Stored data
Segment Open

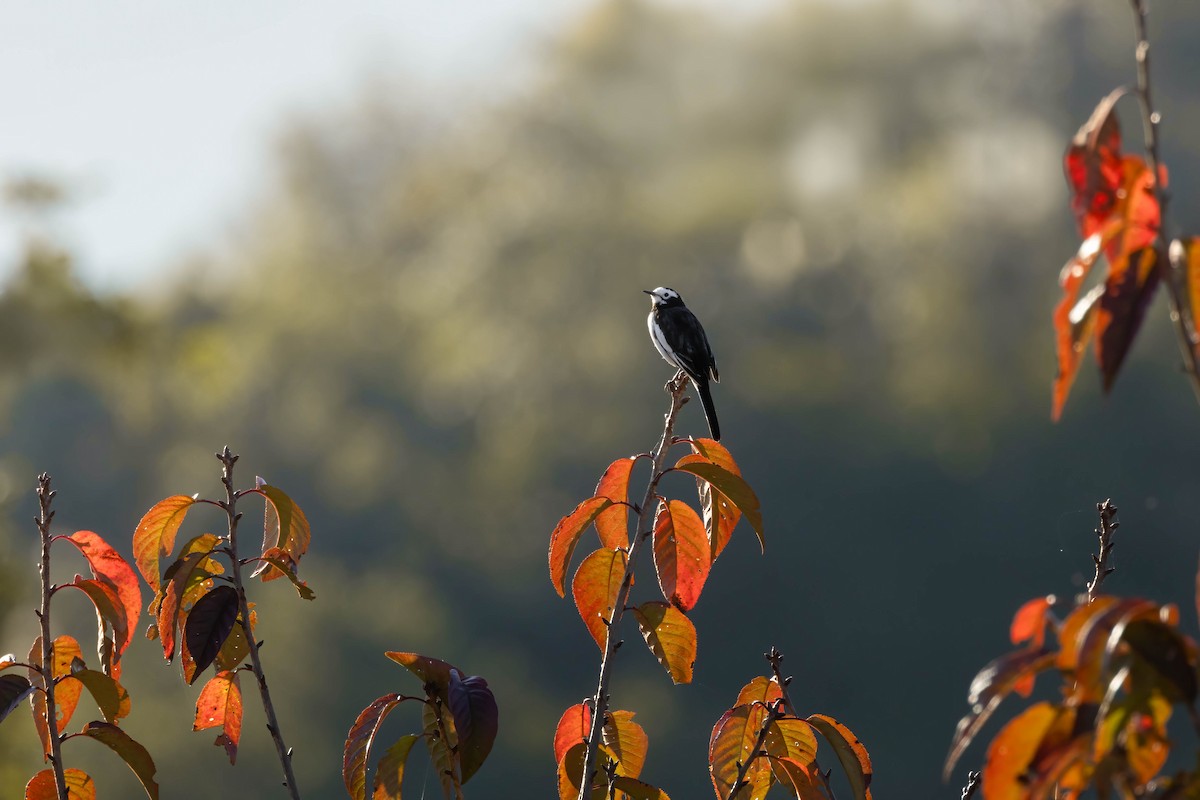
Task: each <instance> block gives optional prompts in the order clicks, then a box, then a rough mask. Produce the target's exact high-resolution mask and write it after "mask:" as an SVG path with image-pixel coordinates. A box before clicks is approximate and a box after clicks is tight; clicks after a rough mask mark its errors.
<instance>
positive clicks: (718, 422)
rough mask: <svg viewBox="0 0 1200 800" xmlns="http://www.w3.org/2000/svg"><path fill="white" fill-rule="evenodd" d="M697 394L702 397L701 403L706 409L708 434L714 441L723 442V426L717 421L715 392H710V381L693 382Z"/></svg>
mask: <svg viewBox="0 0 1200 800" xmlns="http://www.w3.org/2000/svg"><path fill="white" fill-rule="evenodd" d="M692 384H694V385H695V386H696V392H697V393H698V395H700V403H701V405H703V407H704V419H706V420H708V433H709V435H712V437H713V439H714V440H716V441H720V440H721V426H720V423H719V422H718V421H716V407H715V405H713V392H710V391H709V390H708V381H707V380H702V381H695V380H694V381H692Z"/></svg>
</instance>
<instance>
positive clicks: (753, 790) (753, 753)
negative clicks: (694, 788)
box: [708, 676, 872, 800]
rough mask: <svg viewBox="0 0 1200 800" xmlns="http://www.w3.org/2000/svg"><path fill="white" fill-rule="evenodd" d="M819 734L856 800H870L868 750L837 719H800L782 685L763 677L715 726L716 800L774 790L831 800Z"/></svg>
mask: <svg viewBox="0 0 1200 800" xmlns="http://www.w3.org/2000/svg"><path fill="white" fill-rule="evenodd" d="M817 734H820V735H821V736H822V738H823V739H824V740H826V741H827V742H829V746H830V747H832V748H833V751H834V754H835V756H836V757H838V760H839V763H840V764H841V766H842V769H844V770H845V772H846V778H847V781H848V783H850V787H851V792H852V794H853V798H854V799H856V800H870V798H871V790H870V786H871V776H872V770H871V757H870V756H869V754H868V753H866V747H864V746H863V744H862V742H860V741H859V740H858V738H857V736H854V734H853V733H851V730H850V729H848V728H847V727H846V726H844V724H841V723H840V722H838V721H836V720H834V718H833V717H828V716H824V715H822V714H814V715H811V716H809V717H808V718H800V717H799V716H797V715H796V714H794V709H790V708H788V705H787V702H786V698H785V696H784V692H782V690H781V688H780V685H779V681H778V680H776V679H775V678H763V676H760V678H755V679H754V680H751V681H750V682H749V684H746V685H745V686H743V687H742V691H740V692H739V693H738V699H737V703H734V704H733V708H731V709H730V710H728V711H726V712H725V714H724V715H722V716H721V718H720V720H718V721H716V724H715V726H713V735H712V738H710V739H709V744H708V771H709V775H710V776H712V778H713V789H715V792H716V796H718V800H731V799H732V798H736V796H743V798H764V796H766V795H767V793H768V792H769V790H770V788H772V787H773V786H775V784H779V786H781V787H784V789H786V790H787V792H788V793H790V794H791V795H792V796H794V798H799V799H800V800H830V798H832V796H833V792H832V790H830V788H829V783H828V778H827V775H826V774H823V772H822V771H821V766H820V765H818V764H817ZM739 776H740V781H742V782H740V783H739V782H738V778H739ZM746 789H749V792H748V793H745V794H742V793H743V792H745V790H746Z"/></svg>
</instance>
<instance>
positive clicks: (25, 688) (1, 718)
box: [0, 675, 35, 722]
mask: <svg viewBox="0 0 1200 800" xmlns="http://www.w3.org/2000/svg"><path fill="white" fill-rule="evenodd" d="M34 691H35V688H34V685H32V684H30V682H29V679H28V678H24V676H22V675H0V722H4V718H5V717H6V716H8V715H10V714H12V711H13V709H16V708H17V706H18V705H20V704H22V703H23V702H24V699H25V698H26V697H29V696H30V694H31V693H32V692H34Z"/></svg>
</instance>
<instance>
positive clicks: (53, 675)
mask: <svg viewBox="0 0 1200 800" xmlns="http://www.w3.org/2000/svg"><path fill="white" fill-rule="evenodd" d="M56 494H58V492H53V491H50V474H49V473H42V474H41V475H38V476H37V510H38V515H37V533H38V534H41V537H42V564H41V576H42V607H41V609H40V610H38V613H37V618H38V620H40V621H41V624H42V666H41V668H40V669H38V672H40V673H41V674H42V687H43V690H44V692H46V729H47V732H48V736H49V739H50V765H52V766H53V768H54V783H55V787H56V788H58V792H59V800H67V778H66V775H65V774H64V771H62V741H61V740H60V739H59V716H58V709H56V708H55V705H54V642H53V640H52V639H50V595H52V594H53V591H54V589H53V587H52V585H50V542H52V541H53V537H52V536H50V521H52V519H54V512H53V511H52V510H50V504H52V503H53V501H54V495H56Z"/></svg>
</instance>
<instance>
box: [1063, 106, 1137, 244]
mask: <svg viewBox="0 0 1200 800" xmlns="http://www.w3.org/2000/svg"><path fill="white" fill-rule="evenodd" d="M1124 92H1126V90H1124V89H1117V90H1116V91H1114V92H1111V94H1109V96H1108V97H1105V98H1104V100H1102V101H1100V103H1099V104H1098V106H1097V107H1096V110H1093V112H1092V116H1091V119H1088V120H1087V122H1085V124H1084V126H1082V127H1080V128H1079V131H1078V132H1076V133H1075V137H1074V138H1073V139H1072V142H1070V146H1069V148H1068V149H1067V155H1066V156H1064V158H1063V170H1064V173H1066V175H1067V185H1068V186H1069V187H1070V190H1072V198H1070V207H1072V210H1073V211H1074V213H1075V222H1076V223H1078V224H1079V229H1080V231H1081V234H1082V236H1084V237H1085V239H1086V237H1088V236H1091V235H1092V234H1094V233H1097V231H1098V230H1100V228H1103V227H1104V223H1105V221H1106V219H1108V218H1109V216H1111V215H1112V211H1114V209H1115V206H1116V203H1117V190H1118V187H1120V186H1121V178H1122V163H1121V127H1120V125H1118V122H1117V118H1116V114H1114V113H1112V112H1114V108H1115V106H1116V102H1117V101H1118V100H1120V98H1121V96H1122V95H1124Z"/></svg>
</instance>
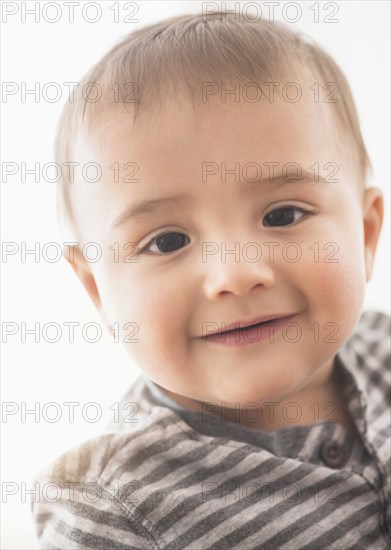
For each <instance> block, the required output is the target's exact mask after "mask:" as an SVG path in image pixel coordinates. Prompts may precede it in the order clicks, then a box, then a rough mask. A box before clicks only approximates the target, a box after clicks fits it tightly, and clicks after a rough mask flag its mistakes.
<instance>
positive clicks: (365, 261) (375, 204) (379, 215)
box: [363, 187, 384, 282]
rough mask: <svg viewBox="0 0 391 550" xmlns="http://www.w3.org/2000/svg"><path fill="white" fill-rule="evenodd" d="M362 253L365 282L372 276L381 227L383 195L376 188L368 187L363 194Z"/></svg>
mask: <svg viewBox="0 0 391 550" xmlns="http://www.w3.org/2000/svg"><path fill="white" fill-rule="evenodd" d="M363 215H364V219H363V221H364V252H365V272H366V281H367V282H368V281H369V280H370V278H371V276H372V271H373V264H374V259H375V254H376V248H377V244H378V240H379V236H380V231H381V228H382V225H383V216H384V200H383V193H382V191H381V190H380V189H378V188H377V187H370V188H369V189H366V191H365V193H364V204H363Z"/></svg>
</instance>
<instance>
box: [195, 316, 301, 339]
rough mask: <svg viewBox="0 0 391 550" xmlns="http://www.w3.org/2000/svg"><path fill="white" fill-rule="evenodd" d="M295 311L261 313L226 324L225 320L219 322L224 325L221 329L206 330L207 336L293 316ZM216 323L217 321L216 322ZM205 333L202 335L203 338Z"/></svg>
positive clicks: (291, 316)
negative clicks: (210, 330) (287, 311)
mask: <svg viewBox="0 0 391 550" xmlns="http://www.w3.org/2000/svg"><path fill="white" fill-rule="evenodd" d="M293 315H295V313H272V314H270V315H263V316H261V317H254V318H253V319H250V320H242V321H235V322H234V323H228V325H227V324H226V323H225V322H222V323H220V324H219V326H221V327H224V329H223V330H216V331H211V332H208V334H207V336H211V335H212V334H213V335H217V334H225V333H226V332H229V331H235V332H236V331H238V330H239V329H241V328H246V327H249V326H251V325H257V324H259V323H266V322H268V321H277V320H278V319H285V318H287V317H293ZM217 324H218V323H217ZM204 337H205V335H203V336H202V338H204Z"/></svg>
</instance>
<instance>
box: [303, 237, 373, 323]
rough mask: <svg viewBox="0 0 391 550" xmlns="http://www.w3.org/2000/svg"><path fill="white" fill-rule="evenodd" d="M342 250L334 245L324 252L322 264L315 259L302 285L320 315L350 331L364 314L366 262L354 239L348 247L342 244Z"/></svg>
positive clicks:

Segment Closed

**Exercise instructions**
Beginning with the first line of the records above, extract each line exactly through the line that holds "positive clicks: (718, 422)", both ends included. Omit pictures.

**Answer section**
Task: each <instance> block gives optional prompts in the order clicks, then a box, then a rough mask. Produce the target's exact high-resolution mask and write it after "mask:" as an SVG path with image-pixel coordinates. A box before clicks is approximate and a box after clicks is tight; clicks after a rough mask mark its errors.
<instance>
positive clicks: (718, 422)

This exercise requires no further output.